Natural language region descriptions
★ ★ ★
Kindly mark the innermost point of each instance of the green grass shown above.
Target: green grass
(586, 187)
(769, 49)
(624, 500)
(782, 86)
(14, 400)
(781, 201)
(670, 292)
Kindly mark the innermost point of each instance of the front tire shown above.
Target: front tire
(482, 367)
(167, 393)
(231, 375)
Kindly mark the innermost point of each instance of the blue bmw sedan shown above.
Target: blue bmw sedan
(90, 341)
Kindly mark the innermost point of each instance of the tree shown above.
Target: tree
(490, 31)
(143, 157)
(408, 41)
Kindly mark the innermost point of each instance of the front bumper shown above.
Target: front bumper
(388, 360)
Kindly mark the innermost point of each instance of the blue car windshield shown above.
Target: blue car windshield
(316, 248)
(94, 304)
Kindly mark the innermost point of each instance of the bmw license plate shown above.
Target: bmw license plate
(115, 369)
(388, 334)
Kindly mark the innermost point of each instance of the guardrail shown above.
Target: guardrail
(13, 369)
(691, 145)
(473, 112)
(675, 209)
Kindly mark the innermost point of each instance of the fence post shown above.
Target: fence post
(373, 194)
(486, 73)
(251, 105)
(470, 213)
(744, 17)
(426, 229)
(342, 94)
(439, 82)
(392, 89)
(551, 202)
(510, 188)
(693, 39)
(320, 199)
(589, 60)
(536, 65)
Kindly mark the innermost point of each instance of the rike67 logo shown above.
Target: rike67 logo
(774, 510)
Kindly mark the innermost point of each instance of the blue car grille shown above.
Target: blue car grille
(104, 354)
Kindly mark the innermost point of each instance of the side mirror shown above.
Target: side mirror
★ ★ ★
| WORK ORDER |
Show all lines above holding the word "Kindly".

| RESPONSE TO THIS TASK |
Kindly mark the innermost point of each instance of the green grass shown above.
Kindly mark the innermost point of each instance of the front tire shown above.
Kindly mark the innermost point of each instance of the blue bmw sedan shown above.
Kindly mark the innermost point of each instance of the tree shown above.
Kindly mark the innermost point of each instance of the front bumper shown above.
Kindly mark the innermost point of each instance of the blue car windshield shown above.
Kindly mark the innermost point of each instance of the bmw license plate shown above.
Kindly mark the innermost point of each instance of the guardrail shown above.
Kindly mark the innermost point of each instance of the fence post shown above.
Kindly mark the innermost point of each instance of the rike67 logo shown above.
Kindly mark the innermost point of each instance of the blue car grille shown above.
Kindly mark the innermost point of each instance of the side mirror shown above.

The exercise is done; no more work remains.